▶ Selected extract
⟨

The other striking thing is that this video is very clearly made by a new breed of Hipsters mocking Hipsters for the benefit of other Hipsters. They're not the first subculture to have been loathed by the mainstream, but they're certainly among a minority that is loathed by their own piranha-esque adherents. The bourgeois lameness of Hipsterism was its main aspirational attraction before the credit crunch, when it was acceptable to live as a mime artist in Berlin and wear the same pair of jeans for 10 years before you started earning a crust. When those who went straight into jobs were square, and money was for losers.
But as it became rapidly apparent that the economy was even more shagged out than your average Hipster, the movement became an object of scorn. This sort of reflexive self-hatred is rarely seen among the young, who are generally so convinced of their own righteousness that they walk around with their eyes closed. Such integral malaise comes with age; it's why divorcees buy sports cars and trophy wives.
Being a Dickhead, along with blogs like Lookatthisfuckinghipster.com and Unhappyhipsters.com – both of which collect pictures of some of the more chronic cases of Hipsteriasis – are about as navel-gazing as the race of bright young things they purport to ridicule. "Look at these misguided empty souls", they trumpet, "so obsessed with their blogs and their deep v-neck T-shirts that nothing else matters to them." But these very bloggers probably own grey marl and anti-socially large beards, they may work in the media too; they're meta-Hipsters. You can't create a new movement simply by cussing the old one.
Youth subculture always sits uneasily with those who fear it – usually a mixture of prudes and bigots. The New Romantics came in for plenty of faggot-bashing; the grunge kids took the rap for not washing their hair (which they didn't, yeah? But it was part of a look, yeah?). Never before have the dirty-haired faggots attacked themselves. But where glam, punk and grunge all stemmed from music, and other movements sprang up around political factionism, the Hipster supports and believes in nothing. It's an entirely commercial movement founded on, in the first instance, smugness at the accident of being born middle class and, latterly, indignation at having been born middle class. And it has been perpetuated by the likes of American Apparel, which is now in trouble, Blackberry – those Hipsters love to stay in touch! – and hideous niche magazines that only ever publish one issue and are in the pay of corporate advertisers.
People have always hated the cool set and laughed off what the kids were doing as pretentious and weird. But it's a post-post-post-ironic sneer too far when they're laughing at themselves. We need a real "ism" to fill the void created by The Hipster.

⟩

▶ Information shown
⟨

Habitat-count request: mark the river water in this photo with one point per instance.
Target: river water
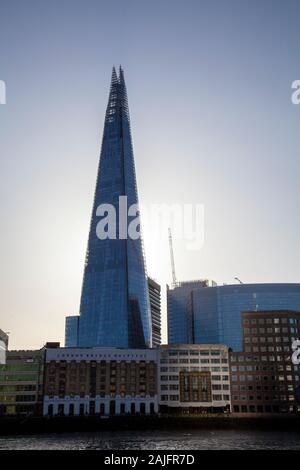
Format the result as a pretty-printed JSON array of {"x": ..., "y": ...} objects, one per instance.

⟩

▶ Exercise aim
In the opinion piece on Hipsters, why did the movement become an object of scorn? Answer in one to three sentences.

▶ Correct result
Before the credit crunch, its bourgeois lameness was its main attraction: living as a mime artist in Berlin and not earning a living was acceptable, and money was for losers. Once it became clear that the economy was in very bad shape, the movement became an object of scorn.